• **What you should do**:
What is needed here is an exact transcription of the entries that follow.

(Stored data)
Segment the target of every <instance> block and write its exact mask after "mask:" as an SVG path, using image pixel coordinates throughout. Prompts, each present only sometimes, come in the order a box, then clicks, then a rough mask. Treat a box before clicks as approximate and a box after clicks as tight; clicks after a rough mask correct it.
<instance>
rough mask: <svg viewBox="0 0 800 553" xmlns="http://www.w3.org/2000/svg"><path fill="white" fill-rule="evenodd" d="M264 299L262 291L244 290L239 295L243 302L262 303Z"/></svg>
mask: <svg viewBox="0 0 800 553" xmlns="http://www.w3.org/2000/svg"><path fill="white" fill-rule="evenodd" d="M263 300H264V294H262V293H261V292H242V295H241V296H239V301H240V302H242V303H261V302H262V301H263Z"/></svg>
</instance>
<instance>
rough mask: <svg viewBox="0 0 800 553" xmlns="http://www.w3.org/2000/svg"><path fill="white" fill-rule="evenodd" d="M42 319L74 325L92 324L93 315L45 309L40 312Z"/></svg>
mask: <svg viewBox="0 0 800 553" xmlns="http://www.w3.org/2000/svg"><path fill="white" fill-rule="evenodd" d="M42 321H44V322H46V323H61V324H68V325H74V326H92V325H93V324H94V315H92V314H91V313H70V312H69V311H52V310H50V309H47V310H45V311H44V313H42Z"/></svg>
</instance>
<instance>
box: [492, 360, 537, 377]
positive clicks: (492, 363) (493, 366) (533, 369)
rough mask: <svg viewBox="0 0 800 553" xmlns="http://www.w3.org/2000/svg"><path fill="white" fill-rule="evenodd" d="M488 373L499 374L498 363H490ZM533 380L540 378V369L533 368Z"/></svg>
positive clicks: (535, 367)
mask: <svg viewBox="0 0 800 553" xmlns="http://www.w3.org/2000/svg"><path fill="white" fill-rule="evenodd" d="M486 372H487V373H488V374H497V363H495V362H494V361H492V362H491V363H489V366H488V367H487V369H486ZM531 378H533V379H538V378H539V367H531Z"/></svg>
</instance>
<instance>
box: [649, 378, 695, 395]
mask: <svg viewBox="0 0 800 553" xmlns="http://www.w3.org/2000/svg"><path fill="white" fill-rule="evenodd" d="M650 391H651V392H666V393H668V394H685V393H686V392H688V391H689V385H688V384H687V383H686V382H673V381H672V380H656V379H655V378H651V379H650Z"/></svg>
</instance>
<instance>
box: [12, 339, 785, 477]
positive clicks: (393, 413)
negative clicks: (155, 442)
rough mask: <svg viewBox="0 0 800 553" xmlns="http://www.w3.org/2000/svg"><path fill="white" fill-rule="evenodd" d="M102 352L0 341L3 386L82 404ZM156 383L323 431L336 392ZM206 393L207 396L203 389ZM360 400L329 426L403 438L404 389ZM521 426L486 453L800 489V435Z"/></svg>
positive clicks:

• **Task answer**:
Segment the target of every <instance> block and write its exact mask after "mask:" as an SVG path, using image pixel coordinates throughout. Prompts, each present only sometimes, come in the order a box, then clicks, then a rough mask. Treat a box before clicks as approximate and a box after clicks as tight; clicks after a rough mask correct it.
<instance>
rough mask: <svg viewBox="0 0 800 553" xmlns="http://www.w3.org/2000/svg"><path fill="white" fill-rule="evenodd" d="M264 299L262 291L244 290L239 295L243 302L262 303Z"/></svg>
mask: <svg viewBox="0 0 800 553" xmlns="http://www.w3.org/2000/svg"><path fill="white" fill-rule="evenodd" d="M263 300H264V294H262V293H261V292H242V295H241V296H239V301H240V302H242V303H261V302H262V301H263Z"/></svg>
</instance>
<instance>
rough mask: <svg viewBox="0 0 800 553" xmlns="http://www.w3.org/2000/svg"><path fill="white" fill-rule="evenodd" d="M42 319L74 325L92 324L93 315L45 309L40 312Z"/></svg>
mask: <svg viewBox="0 0 800 553" xmlns="http://www.w3.org/2000/svg"><path fill="white" fill-rule="evenodd" d="M42 321H44V322H46V323H61V324H68V325H74V326H92V325H93V324H94V315H92V314H91V313H70V312H69V311H52V310H50V309H47V310H45V311H44V313H42Z"/></svg>
</instance>
<instance>
box: [492, 360, 537, 377]
positive clicks: (492, 363) (493, 366) (533, 369)
rough mask: <svg viewBox="0 0 800 553" xmlns="http://www.w3.org/2000/svg"><path fill="white" fill-rule="evenodd" d="M488 373L499 374L498 363H490ZM533 380L540 378V369L533 368Z"/></svg>
positive clicks: (535, 367)
mask: <svg viewBox="0 0 800 553" xmlns="http://www.w3.org/2000/svg"><path fill="white" fill-rule="evenodd" d="M486 372H487V373H488V374H497V363H495V362H494V361H492V362H491V363H489V366H488V367H487V369H486ZM531 378H533V379H538V378H539V367H531Z"/></svg>
</instance>
<instance>
box: [649, 378, 695, 395]
mask: <svg viewBox="0 0 800 553" xmlns="http://www.w3.org/2000/svg"><path fill="white" fill-rule="evenodd" d="M650 391H651V392H666V393H668V394H685V393H686V392H688V391H689V385H688V384H687V383H686V382H673V381H672V380H656V379H655V378H651V379H650Z"/></svg>
</instance>
<instance>
box: [12, 339, 785, 477]
positive clicks: (393, 413)
negative clicks: (155, 442)
rough mask: <svg viewBox="0 0 800 553" xmlns="http://www.w3.org/2000/svg"><path fill="white" fill-rule="evenodd" d="M102 352L0 341L3 386L82 404ZM156 383L323 431L336 392ZM206 393L207 396L203 389ZM360 400L329 426L403 438L404 389ZM521 426L486 453L800 489V435Z"/></svg>
positive clicks:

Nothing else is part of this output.